> _Exercise objective_:
Pull out each line below that contains the word "dumpster", and copy every such line in full.

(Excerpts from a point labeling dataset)
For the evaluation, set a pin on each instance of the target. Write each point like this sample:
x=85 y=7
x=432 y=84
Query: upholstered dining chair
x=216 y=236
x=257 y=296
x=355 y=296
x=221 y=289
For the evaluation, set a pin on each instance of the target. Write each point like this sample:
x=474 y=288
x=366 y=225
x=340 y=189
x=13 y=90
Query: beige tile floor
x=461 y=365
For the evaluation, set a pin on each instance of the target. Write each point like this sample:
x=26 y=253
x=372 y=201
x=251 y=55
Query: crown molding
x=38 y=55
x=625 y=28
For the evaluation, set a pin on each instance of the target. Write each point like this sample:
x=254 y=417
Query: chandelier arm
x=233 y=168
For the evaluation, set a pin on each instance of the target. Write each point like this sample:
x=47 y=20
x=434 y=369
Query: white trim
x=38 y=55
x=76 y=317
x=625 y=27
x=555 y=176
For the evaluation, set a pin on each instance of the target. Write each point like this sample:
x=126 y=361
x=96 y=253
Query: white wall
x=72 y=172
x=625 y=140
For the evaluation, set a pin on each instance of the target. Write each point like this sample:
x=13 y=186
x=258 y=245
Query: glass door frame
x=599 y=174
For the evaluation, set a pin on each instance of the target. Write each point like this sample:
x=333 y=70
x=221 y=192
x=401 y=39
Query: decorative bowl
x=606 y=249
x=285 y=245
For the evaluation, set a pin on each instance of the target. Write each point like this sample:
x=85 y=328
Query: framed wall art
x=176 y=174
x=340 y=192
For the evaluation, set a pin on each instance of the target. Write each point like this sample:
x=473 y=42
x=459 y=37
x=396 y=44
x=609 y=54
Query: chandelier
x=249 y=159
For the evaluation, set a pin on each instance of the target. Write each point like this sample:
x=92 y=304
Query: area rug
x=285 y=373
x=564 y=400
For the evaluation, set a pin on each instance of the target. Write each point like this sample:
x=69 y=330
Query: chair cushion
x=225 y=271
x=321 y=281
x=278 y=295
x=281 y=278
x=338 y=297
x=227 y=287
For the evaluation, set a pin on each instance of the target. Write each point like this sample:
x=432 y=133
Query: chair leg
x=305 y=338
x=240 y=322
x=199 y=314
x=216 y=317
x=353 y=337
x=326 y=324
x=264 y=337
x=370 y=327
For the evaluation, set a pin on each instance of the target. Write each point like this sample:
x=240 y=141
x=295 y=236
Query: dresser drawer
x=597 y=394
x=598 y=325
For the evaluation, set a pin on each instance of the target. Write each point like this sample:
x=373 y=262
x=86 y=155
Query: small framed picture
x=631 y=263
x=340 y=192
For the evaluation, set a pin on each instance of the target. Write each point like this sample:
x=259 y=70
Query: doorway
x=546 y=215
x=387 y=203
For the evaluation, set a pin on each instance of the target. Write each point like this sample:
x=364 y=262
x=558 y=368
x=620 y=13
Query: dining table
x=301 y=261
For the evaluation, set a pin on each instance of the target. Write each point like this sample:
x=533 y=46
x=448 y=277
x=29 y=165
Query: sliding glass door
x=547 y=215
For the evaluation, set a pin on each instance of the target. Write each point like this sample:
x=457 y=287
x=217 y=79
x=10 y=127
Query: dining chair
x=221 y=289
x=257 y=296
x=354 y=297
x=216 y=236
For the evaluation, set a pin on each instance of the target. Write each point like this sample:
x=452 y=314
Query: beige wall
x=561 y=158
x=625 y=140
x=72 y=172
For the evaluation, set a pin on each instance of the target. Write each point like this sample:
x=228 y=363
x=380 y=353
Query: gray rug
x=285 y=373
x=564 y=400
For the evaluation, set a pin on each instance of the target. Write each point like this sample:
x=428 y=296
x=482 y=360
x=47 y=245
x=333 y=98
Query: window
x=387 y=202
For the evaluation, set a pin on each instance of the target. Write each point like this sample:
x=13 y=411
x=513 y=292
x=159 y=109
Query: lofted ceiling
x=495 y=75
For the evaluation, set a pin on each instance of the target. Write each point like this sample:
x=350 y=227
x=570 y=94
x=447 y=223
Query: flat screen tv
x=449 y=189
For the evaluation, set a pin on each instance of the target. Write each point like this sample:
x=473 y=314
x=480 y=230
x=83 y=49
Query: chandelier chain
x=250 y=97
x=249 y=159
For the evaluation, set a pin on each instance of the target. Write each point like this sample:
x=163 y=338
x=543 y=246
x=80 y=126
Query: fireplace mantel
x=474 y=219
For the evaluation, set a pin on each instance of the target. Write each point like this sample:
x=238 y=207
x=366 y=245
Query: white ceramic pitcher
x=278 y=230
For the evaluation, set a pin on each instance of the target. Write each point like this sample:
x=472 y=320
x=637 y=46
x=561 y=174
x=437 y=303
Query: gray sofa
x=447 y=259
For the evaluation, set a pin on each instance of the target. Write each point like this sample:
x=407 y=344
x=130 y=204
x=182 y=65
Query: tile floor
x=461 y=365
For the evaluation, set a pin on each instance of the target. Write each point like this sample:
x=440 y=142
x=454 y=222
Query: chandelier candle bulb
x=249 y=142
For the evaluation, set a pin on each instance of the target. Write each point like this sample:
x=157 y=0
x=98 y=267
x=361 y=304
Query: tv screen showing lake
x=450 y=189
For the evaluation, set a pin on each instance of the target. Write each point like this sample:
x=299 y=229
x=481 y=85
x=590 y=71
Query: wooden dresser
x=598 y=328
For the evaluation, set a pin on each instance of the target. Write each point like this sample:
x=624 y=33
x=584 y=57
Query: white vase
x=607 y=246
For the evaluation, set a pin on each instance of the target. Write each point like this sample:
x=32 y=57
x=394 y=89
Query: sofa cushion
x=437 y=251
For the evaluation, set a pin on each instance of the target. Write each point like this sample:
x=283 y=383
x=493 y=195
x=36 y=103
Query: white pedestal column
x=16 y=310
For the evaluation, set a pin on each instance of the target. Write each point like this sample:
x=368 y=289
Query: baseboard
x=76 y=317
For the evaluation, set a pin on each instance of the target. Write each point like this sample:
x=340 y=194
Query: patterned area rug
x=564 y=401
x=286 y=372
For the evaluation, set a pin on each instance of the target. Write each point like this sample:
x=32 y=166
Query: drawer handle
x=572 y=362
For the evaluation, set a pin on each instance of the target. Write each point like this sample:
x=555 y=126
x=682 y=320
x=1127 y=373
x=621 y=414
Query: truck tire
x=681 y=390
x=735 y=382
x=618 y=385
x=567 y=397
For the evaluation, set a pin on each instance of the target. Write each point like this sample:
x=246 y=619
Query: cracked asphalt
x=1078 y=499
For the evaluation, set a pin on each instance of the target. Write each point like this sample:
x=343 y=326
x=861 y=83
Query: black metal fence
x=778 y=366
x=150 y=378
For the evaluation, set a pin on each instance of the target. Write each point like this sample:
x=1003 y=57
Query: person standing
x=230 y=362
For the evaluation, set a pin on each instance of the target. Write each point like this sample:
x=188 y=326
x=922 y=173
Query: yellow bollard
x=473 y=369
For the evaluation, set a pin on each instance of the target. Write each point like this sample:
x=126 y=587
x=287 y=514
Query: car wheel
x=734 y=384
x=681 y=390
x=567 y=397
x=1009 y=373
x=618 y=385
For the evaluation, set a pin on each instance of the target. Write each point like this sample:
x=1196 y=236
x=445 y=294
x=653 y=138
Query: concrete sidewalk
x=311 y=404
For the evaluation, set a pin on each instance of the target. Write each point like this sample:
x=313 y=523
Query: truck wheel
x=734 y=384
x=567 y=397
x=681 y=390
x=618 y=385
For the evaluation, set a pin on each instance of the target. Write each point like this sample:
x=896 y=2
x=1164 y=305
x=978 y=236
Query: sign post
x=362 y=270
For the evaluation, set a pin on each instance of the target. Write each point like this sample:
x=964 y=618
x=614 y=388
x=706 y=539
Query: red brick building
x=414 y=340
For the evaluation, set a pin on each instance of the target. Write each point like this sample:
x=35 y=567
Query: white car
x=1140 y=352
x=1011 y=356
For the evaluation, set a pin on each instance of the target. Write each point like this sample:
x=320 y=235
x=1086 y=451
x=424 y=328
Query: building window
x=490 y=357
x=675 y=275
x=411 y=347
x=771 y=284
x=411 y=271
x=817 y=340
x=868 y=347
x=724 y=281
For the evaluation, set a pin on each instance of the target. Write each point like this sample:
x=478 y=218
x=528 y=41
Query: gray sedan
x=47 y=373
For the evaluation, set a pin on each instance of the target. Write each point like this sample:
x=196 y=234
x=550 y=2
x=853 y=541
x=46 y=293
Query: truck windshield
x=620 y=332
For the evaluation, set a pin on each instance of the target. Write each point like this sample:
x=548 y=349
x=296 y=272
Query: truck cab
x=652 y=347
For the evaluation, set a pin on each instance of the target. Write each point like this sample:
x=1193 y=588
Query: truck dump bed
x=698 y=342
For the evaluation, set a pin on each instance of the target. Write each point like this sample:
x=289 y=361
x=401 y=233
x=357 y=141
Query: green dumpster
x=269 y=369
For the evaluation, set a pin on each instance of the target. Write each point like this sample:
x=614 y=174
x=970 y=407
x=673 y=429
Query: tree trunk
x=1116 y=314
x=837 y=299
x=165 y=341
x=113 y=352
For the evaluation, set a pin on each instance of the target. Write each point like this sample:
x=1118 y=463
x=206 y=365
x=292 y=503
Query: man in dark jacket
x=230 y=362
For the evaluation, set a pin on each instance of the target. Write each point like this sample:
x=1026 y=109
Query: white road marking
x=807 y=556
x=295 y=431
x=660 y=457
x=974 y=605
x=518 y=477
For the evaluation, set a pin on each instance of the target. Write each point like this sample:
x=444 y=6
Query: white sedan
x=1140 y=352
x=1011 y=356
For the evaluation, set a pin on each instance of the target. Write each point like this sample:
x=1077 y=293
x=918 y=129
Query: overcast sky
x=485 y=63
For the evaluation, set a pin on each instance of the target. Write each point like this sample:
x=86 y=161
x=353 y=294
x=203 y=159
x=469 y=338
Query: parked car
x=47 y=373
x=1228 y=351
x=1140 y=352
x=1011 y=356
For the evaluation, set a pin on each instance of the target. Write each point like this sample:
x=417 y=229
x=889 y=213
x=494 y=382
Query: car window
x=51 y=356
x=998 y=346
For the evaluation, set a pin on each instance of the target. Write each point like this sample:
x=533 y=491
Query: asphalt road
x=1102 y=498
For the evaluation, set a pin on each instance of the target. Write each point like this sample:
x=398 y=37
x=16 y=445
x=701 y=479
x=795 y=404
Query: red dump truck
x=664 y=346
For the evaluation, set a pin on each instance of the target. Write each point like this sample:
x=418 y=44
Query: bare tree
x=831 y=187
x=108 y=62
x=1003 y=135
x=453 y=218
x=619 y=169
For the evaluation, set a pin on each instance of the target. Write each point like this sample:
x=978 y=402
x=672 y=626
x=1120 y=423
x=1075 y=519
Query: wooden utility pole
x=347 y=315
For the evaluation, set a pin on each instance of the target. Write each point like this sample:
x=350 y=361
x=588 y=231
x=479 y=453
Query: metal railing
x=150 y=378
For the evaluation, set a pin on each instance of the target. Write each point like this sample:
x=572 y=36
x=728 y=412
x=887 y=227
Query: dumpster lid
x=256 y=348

> _Problem solution_:
Query: green dumpster
Query: dumpster lid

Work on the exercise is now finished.